◆ TEXT UNDER STUDY:
★ ★ ★

Press Release

It's easy to get a seat at OpenTable.com

August 21, 2002

I'VE GOT a dot-com success story that will fill your belly -- if not your 401(k). OpenTable.com, an online reservation system launched in 1999, is filling restaurant seats as fast as you can reboot -- giving restaurants a much needed boost in this economic slump and giving diners a hassle-free way to make reservations. In the past nine months, the number of people going to www.opentable.com has tripled. We've all experienced this one: It's early Saturday night and you've just decided to go out for dinner. You think of a place and get excited.

You call, but it's full.

So you call somewhere else, but it's full, too. Actually, everywhere is full. You're stuck. Looks like you're ordering take-out.

Several years ago, Chuck Templeton watched his wife trying to do just this -- make last-minute reservations at their favorite restaurant. That's how his online brainchild was conceived.

OpenTable.com is directly connected to more than 200 top Bay Area restaurants. The system helps manage their reservations and diners can search all 200 restaurants at once for open tables based on such variables as cuisine and location.

It works like this: visit www.opentable.com and check out the restaurants. Become a registered user by filling in your name, e-mail address and birthday. When you make a reservation, it instantly shows up on the restaurant's books. Bay Area restaurants pay $200-$300 dollars a month to be part of the service -- diners use the service for free. The payoff for restaurants is fewer open tables and fuller dining rooms.

★ ★ ★

◆ Stored items:

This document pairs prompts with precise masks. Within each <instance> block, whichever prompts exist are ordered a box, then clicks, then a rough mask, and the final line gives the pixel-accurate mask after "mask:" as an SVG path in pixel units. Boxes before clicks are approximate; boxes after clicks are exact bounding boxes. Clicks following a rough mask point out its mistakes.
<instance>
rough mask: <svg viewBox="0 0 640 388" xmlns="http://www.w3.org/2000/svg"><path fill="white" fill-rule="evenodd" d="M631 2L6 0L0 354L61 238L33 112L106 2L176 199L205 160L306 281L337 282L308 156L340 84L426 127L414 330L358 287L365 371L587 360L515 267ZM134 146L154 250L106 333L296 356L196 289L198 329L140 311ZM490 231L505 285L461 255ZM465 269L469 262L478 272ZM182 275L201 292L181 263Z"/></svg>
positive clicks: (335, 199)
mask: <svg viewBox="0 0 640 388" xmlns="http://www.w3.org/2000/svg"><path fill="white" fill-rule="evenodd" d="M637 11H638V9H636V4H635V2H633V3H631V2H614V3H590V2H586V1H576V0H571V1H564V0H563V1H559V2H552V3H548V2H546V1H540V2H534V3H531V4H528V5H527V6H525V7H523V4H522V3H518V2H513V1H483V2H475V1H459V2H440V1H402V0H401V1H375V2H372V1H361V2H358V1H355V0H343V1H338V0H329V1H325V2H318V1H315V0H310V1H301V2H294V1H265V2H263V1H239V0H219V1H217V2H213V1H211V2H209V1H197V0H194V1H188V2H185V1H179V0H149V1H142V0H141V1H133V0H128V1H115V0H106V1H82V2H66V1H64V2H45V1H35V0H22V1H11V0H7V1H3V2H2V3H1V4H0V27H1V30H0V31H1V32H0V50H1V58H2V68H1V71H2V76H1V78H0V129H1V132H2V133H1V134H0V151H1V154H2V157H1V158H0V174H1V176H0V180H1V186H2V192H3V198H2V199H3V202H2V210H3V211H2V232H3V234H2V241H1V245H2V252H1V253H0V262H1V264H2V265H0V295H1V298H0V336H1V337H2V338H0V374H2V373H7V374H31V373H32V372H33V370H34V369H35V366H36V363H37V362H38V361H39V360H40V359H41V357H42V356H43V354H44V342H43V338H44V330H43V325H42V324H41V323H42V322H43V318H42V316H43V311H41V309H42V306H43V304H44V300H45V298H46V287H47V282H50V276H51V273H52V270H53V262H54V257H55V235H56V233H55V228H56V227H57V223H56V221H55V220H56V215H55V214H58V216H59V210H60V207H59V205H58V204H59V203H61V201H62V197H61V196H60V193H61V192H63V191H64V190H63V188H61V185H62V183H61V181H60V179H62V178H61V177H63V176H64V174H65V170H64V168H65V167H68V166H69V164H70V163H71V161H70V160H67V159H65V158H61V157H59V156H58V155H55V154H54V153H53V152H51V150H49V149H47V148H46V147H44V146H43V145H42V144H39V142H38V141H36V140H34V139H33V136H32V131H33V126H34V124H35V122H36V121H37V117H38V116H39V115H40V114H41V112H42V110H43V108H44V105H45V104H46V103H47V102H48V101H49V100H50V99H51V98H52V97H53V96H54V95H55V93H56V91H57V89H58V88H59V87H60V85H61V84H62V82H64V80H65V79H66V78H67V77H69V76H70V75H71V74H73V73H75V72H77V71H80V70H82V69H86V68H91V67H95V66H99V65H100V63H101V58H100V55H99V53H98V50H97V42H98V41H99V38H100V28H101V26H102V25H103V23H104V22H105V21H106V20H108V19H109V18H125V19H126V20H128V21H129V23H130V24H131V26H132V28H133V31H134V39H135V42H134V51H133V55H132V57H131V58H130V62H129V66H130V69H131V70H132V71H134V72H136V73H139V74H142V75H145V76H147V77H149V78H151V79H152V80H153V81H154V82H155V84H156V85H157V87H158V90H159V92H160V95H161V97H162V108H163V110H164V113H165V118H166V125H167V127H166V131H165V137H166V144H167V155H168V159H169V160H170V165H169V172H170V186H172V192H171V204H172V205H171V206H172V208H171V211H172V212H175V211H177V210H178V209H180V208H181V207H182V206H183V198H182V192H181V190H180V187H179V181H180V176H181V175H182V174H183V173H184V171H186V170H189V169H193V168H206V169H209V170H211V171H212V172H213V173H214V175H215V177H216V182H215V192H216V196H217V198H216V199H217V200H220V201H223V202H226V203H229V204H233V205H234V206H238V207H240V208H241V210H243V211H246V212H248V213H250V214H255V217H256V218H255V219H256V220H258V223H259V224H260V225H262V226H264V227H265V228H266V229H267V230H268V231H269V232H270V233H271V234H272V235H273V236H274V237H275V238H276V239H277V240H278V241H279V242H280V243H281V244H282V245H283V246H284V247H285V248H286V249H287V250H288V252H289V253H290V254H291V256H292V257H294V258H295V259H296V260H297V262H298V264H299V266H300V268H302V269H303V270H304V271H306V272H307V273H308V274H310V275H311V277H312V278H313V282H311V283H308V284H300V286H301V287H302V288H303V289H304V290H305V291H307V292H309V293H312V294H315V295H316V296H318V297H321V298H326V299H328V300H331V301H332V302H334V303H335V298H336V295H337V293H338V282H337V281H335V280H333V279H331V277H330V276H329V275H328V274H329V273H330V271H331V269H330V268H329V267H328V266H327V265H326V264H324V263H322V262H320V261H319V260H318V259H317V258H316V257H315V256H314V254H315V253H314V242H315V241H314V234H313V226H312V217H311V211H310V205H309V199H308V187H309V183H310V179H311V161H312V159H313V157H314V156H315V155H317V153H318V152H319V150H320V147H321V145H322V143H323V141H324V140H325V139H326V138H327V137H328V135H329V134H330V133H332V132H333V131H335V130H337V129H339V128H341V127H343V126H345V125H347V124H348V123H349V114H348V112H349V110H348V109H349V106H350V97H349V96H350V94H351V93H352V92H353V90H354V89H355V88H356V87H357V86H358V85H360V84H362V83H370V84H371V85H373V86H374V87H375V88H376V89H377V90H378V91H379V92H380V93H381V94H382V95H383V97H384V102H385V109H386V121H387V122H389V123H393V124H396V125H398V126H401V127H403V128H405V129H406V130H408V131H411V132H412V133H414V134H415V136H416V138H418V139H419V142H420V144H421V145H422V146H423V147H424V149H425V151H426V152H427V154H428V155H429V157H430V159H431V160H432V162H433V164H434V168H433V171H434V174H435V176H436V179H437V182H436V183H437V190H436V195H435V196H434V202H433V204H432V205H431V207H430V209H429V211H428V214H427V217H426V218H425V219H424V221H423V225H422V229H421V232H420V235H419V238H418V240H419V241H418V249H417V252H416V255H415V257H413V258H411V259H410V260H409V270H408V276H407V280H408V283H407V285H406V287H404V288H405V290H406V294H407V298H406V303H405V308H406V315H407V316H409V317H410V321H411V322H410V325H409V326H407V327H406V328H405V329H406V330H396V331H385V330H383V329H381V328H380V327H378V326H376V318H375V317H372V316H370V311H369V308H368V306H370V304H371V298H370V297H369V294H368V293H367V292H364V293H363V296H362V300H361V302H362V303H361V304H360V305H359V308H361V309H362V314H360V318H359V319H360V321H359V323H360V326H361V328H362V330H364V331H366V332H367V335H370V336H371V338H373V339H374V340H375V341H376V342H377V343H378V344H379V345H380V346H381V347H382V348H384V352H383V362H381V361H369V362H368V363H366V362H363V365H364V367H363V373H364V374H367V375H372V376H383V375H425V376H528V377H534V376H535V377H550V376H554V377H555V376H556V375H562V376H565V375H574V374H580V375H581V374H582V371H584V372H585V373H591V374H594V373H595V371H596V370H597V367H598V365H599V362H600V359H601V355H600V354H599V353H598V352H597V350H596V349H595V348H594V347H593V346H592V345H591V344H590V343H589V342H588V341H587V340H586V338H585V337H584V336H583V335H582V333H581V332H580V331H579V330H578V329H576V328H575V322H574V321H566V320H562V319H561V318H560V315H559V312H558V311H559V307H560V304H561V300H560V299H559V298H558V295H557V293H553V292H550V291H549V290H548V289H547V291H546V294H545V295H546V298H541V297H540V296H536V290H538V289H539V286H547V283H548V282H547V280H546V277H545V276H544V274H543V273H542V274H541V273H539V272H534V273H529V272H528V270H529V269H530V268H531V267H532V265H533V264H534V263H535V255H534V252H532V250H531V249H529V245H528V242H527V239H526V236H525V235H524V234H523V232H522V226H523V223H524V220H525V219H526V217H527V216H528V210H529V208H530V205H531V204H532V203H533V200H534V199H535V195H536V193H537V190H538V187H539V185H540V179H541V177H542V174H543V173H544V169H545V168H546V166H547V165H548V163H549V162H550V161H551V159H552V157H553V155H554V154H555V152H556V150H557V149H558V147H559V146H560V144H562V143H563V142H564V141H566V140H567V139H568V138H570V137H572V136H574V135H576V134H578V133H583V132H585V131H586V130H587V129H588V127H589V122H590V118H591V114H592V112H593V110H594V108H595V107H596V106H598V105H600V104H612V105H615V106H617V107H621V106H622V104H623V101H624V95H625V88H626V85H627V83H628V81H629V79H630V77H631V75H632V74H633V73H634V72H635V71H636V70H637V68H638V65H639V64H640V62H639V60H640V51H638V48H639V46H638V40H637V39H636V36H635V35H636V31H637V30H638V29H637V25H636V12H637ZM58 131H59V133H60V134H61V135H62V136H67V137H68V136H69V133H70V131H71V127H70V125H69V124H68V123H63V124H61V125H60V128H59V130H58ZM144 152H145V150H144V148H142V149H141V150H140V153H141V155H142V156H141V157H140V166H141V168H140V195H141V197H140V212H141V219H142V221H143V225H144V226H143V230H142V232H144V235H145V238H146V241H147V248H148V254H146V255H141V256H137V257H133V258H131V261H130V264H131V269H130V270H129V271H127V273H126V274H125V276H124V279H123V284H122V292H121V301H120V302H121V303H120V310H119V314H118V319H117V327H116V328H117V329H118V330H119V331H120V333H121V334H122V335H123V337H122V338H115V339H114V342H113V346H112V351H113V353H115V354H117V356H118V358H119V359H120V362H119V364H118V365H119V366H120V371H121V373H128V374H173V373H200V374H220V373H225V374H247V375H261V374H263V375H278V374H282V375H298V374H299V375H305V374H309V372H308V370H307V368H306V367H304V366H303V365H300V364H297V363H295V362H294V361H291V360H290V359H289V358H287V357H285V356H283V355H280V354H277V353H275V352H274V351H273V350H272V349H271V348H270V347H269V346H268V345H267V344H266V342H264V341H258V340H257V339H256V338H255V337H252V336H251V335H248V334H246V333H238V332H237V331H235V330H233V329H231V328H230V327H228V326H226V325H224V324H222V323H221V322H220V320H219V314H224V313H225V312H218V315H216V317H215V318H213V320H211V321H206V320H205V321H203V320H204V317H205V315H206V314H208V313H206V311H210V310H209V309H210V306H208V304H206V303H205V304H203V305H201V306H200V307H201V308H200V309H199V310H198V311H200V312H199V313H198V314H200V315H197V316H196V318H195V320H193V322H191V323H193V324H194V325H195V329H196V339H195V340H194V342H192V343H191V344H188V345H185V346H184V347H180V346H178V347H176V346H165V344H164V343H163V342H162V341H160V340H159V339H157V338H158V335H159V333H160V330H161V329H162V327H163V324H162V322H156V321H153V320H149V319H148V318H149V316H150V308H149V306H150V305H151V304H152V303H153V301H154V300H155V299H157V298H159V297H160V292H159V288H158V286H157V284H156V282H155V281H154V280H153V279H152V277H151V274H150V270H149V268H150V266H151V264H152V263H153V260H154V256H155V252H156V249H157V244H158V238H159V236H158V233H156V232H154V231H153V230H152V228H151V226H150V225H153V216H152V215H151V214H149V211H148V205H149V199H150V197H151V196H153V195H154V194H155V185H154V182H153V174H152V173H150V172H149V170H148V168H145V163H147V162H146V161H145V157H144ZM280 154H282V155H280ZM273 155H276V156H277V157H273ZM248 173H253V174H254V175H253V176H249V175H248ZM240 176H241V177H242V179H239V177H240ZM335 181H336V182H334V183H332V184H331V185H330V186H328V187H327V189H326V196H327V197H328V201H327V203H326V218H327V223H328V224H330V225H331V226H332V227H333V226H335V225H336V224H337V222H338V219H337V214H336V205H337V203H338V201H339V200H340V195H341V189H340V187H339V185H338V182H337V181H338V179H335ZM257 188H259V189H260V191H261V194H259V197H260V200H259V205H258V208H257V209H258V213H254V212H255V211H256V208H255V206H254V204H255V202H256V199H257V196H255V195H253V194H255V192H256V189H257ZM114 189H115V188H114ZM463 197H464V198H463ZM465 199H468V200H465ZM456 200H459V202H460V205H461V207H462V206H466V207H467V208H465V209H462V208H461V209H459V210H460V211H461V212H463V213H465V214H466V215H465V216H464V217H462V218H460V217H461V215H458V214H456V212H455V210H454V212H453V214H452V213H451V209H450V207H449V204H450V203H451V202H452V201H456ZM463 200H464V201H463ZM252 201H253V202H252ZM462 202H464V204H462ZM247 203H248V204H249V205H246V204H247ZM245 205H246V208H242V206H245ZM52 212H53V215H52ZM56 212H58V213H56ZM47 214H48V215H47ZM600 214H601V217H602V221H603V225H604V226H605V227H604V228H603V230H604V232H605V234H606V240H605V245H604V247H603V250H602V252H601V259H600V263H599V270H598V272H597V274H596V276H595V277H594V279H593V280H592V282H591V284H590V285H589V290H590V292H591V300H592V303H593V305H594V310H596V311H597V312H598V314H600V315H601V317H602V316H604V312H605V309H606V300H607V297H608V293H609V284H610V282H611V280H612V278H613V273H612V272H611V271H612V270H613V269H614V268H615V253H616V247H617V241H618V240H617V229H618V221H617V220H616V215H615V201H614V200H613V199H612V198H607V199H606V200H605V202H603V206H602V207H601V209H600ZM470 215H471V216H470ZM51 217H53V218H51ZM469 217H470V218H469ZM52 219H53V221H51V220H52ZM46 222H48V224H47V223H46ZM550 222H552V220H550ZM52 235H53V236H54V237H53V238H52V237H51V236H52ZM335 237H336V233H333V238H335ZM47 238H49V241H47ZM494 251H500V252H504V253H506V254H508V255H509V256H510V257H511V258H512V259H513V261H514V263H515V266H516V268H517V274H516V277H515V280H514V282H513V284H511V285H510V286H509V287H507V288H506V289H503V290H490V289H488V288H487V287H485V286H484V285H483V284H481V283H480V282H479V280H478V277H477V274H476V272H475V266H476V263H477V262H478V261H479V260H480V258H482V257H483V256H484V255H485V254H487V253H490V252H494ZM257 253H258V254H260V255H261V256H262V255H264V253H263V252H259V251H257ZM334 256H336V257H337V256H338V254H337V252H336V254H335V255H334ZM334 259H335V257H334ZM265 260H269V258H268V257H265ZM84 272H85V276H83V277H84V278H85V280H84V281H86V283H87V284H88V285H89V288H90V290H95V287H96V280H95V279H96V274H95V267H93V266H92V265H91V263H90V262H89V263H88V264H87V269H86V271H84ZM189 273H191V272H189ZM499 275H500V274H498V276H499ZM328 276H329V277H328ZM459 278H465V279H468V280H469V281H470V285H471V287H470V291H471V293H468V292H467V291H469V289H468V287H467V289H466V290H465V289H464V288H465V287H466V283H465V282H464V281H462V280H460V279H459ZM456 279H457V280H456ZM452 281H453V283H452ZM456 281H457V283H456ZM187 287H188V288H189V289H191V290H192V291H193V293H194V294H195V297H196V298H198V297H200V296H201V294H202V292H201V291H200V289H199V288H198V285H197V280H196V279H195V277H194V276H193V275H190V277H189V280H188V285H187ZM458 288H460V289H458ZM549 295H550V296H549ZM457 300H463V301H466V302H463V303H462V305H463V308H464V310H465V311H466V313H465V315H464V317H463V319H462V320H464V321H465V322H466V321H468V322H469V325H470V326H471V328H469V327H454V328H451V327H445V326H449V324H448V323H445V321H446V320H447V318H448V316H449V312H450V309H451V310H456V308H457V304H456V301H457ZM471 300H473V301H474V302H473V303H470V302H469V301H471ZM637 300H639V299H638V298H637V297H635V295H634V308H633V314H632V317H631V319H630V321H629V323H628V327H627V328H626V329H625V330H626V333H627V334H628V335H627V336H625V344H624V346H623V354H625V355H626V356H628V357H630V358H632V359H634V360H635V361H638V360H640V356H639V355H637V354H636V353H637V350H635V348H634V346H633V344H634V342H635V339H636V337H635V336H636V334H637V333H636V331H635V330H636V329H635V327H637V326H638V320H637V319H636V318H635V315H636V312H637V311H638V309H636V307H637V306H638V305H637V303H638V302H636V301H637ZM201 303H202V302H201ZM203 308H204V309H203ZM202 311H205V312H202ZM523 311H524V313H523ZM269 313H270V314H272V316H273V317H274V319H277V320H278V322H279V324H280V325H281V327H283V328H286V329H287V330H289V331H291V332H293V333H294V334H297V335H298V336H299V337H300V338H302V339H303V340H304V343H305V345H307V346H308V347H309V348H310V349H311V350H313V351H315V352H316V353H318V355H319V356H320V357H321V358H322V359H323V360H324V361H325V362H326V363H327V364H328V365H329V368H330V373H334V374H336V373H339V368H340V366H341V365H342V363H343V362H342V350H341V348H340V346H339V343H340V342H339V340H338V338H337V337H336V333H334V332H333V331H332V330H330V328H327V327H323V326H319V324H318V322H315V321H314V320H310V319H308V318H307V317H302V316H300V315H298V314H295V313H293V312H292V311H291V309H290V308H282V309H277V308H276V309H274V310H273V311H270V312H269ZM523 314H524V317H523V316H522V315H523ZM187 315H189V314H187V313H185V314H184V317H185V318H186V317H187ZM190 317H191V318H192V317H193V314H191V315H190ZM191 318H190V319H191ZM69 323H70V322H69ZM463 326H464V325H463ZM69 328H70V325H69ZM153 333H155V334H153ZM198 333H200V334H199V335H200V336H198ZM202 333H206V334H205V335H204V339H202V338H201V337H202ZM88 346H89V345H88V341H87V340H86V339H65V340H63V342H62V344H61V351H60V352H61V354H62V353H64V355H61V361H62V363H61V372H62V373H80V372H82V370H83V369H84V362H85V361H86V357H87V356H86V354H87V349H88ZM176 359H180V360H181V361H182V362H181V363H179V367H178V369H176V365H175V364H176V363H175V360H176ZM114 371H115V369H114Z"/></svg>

★ ★ ★

◆ EXERCISES TO COMPLETE:
(a) In the OpenTable.com press release, how much do Bay Area restaurants pay each month to be part of the service?
(b) List every piece of information the OpenTable.com press release says a diner fills in to become a registered user.
(c) Continue the OpenTable.com press release from its final sentence.

◆ ACTIVITY ANSWERS:
(a) $200 to $300 a month.

(b) Name, e-mail address, birthday.

(c)
According to OpenTable, most of their dining customers spend more than $30 per person. Regular OpenTable diners also accumulate the equivalent of frequent-flyer miles -- and the company is collaborating with restaurants on ways to encourage diners to reserve early or late when dining rooms tend toward empty.

The computer systems that OpenTable leases out allow restaurants to easily track customer requests. Any host, for instance, can instantly see that Ms. A wants that small table by the window, that Mr. B demands his champagne glasses chilled and that there's a birthday at table 25. And computers never forget -- Mr. B will always get chilled glasses. But beware: If you don't make your reservation, that also gets noticed. Three strikes and the registered user will not be able to use OpenTable again.

An inside tip: Because OpenTable automatically sends out confirmation e-mails 24 hours in advance, a large part of cancellations take place in this time frame. So last-minute reservations at a hot restaurant is a real possibility.